__Instructions to follow__
Set down only what runs from the line containing "Your task: point to each instance of the wooden rafter" through the last line of the data, exactly as it reads.

═══ Provided records

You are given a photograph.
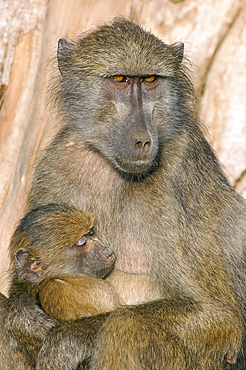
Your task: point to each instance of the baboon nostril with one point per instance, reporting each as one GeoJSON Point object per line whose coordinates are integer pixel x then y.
{"type": "Point", "coordinates": [143, 144]}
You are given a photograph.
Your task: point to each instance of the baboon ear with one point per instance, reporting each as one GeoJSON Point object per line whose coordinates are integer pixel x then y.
{"type": "Point", "coordinates": [179, 51]}
{"type": "Point", "coordinates": [63, 54]}
{"type": "Point", "coordinates": [29, 268]}
{"type": "Point", "coordinates": [21, 256]}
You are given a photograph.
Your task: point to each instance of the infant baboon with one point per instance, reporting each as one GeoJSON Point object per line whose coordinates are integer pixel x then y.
{"type": "Point", "coordinates": [131, 151]}
{"type": "Point", "coordinates": [57, 265]}
{"type": "Point", "coordinates": [60, 265]}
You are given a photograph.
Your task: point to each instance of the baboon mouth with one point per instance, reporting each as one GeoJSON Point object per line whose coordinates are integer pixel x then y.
{"type": "Point", "coordinates": [136, 167]}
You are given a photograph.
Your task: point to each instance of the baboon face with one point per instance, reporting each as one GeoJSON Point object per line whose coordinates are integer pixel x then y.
{"type": "Point", "coordinates": [117, 89]}
{"type": "Point", "coordinates": [57, 240]}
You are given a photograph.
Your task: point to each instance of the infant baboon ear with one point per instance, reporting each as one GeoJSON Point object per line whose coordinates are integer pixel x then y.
{"type": "Point", "coordinates": [29, 268]}
{"type": "Point", "coordinates": [179, 51]}
{"type": "Point", "coordinates": [63, 54]}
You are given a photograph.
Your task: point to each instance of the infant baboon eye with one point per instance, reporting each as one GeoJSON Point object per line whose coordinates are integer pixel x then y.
{"type": "Point", "coordinates": [149, 79]}
{"type": "Point", "coordinates": [120, 78]}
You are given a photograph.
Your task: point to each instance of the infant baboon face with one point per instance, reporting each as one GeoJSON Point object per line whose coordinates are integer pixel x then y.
{"type": "Point", "coordinates": [92, 257]}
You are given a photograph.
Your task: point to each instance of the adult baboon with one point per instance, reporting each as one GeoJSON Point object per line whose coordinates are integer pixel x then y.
{"type": "Point", "coordinates": [131, 151]}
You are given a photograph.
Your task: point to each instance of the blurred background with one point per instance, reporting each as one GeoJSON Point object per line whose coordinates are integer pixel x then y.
{"type": "Point", "coordinates": [214, 33]}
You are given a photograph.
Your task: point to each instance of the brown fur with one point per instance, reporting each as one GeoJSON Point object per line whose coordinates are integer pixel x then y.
{"type": "Point", "coordinates": [59, 269]}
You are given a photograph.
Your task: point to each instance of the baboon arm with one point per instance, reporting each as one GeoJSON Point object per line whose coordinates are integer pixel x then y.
{"type": "Point", "coordinates": [165, 332]}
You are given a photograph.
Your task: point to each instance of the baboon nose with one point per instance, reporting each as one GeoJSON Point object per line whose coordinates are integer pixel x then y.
{"type": "Point", "coordinates": [143, 145]}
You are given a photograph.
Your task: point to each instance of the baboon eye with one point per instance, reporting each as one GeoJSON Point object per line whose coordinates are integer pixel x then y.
{"type": "Point", "coordinates": [120, 78]}
{"type": "Point", "coordinates": [91, 232]}
{"type": "Point", "coordinates": [82, 241]}
{"type": "Point", "coordinates": [149, 79]}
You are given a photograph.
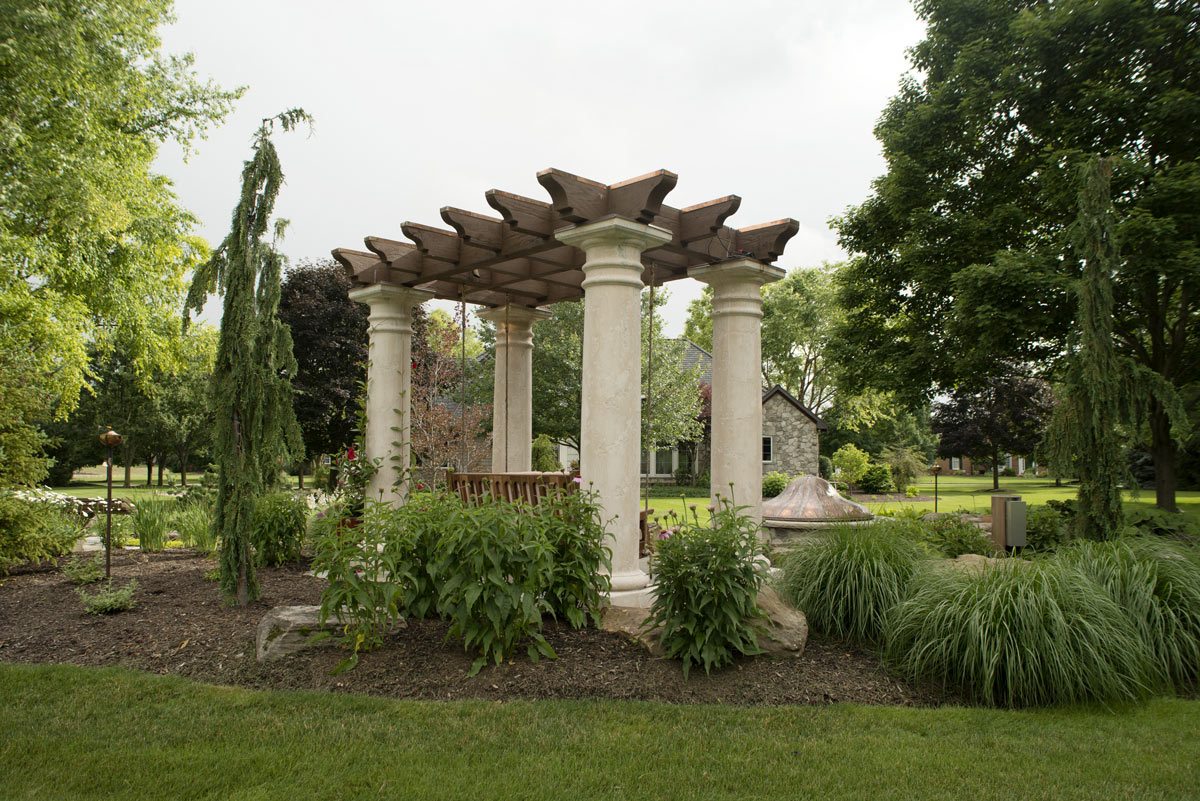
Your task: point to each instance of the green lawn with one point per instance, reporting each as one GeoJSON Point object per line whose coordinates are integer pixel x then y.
{"type": "Point", "coordinates": [79, 733]}
{"type": "Point", "coordinates": [965, 493]}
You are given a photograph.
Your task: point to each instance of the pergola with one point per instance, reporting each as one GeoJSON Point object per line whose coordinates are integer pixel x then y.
{"type": "Point", "coordinates": [604, 244]}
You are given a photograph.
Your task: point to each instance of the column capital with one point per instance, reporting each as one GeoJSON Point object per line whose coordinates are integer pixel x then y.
{"type": "Point", "coordinates": [613, 230]}
{"type": "Point", "coordinates": [735, 272]}
{"type": "Point", "coordinates": [390, 295]}
{"type": "Point", "coordinates": [515, 315]}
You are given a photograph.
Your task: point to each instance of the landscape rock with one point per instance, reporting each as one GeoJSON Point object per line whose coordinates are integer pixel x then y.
{"type": "Point", "coordinates": [786, 630]}
{"type": "Point", "coordinates": [286, 630]}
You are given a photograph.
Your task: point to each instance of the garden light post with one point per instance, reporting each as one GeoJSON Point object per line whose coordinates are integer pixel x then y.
{"type": "Point", "coordinates": [935, 469]}
{"type": "Point", "coordinates": [109, 439]}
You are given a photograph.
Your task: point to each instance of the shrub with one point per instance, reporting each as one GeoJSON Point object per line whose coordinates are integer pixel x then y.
{"type": "Point", "coordinates": [579, 584]}
{"type": "Point", "coordinates": [825, 467]}
{"type": "Point", "coordinates": [108, 598]}
{"type": "Point", "coordinates": [773, 483]}
{"type": "Point", "coordinates": [851, 463]}
{"type": "Point", "coordinates": [1045, 529]}
{"type": "Point", "coordinates": [1161, 523]}
{"type": "Point", "coordinates": [193, 522]}
{"type": "Point", "coordinates": [277, 528]}
{"type": "Point", "coordinates": [33, 531]}
{"type": "Point", "coordinates": [151, 519]}
{"type": "Point", "coordinates": [1158, 589]}
{"type": "Point", "coordinates": [84, 570]}
{"type": "Point", "coordinates": [952, 537]}
{"type": "Point", "coordinates": [851, 576]}
{"type": "Point", "coordinates": [1019, 634]}
{"type": "Point", "coordinates": [366, 574]}
{"type": "Point", "coordinates": [876, 481]}
{"type": "Point", "coordinates": [491, 568]}
{"type": "Point", "coordinates": [545, 455]}
{"type": "Point", "coordinates": [708, 579]}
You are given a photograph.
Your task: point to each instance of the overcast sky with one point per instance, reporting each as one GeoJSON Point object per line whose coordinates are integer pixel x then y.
{"type": "Point", "coordinates": [425, 104]}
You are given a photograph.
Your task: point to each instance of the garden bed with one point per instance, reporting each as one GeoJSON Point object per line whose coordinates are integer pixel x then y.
{"type": "Point", "coordinates": [180, 626]}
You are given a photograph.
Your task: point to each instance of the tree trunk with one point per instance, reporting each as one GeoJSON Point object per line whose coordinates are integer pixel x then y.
{"type": "Point", "coordinates": [1163, 452]}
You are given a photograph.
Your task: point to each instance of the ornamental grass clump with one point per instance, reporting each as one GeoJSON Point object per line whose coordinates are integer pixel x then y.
{"type": "Point", "coordinates": [1019, 633]}
{"type": "Point", "coordinates": [1158, 589]}
{"type": "Point", "coordinates": [850, 578]}
{"type": "Point", "coordinates": [707, 586]}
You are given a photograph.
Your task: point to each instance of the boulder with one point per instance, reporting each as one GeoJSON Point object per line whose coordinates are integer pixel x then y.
{"type": "Point", "coordinates": [286, 630]}
{"type": "Point", "coordinates": [786, 630]}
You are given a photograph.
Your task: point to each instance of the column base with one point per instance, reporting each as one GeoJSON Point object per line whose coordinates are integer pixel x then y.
{"type": "Point", "coordinates": [642, 598]}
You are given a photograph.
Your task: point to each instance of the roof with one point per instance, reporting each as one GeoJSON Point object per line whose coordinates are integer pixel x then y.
{"type": "Point", "coordinates": [787, 396]}
{"type": "Point", "coordinates": [696, 356]}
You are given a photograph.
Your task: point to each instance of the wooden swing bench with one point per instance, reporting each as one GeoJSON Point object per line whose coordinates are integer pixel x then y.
{"type": "Point", "coordinates": [531, 488]}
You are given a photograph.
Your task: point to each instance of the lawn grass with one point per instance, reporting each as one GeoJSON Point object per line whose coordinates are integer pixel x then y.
{"type": "Point", "coordinates": [84, 733]}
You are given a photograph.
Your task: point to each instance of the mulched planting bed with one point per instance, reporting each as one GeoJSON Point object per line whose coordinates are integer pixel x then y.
{"type": "Point", "coordinates": [180, 626]}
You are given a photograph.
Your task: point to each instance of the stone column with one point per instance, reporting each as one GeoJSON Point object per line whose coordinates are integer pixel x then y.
{"type": "Point", "coordinates": [389, 384]}
{"type": "Point", "coordinates": [611, 421]}
{"type": "Point", "coordinates": [513, 386]}
{"type": "Point", "coordinates": [737, 378]}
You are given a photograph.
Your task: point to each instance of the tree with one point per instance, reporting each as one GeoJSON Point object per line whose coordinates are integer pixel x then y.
{"type": "Point", "coordinates": [94, 246]}
{"type": "Point", "coordinates": [799, 315]}
{"type": "Point", "coordinates": [256, 427]}
{"type": "Point", "coordinates": [1093, 393]}
{"type": "Point", "coordinates": [329, 332]}
{"type": "Point", "coordinates": [851, 463]}
{"type": "Point", "coordinates": [1008, 414]}
{"type": "Point", "coordinates": [961, 248]}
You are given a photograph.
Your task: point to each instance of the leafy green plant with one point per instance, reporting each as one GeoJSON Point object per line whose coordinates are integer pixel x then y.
{"type": "Point", "coordinates": [708, 579]}
{"type": "Point", "coordinates": [1045, 529]}
{"type": "Point", "coordinates": [774, 482]}
{"type": "Point", "coordinates": [953, 536]}
{"type": "Point", "coordinates": [877, 480]}
{"type": "Point", "coordinates": [151, 519]}
{"type": "Point", "coordinates": [849, 579]}
{"type": "Point", "coordinates": [492, 567]}
{"type": "Point", "coordinates": [193, 522]}
{"type": "Point", "coordinates": [33, 531]}
{"type": "Point", "coordinates": [109, 598]}
{"type": "Point", "coordinates": [279, 527]}
{"type": "Point", "coordinates": [84, 570]}
{"type": "Point", "coordinates": [579, 584]}
{"type": "Point", "coordinates": [365, 573]}
{"type": "Point", "coordinates": [1158, 589]}
{"type": "Point", "coordinates": [1019, 633]}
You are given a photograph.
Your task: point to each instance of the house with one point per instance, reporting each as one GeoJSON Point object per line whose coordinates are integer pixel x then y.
{"type": "Point", "coordinates": [790, 433]}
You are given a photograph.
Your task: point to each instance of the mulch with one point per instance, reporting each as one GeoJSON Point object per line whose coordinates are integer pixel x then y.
{"type": "Point", "coordinates": [180, 626]}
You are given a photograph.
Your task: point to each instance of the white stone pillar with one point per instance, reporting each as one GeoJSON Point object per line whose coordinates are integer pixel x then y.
{"type": "Point", "coordinates": [611, 417]}
{"type": "Point", "coordinates": [737, 378]}
{"type": "Point", "coordinates": [389, 385]}
{"type": "Point", "coordinates": [513, 386]}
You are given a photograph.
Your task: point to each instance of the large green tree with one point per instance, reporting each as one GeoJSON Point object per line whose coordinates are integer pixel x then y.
{"type": "Point", "coordinates": [94, 246]}
{"type": "Point", "coordinates": [961, 248]}
{"type": "Point", "coordinates": [256, 427]}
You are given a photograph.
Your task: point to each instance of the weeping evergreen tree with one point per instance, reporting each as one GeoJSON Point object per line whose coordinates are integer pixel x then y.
{"type": "Point", "coordinates": [1085, 429]}
{"type": "Point", "coordinates": [256, 427]}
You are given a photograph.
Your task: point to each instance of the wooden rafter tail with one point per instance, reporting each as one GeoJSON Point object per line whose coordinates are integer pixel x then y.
{"type": "Point", "coordinates": [361, 266]}
{"type": "Point", "coordinates": [403, 259]}
{"type": "Point", "coordinates": [479, 230]}
{"type": "Point", "coordinates": [525, 215]}
{"type": "Point", "coordinates": [574, 199]}
{"type": "Point", "coordinates": [641, 198]}
{"type": "Point", "coordinates": [767, 241]}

══════

__Solution to this exercise__
Your task: point to each instance of the wooden rafter tail with one point per instance, reporting each as one GeoJSON Point object per line whose coordinates are integer pixel x then y.
{"type": "Point", "coordinates": [361, 266]}
{"type": "Point", "coordinates": [403, 259]}
{"type": "Point", "coordinates": [479, 230]}
{"type": "Point", "coordinates": [525, 215]}
{"type": "Point", "coordinates": [574, 199]}
{"type": "Point", "coordinates": [641, 198]}
{"type": "Point", "coordinates": [767, 241]}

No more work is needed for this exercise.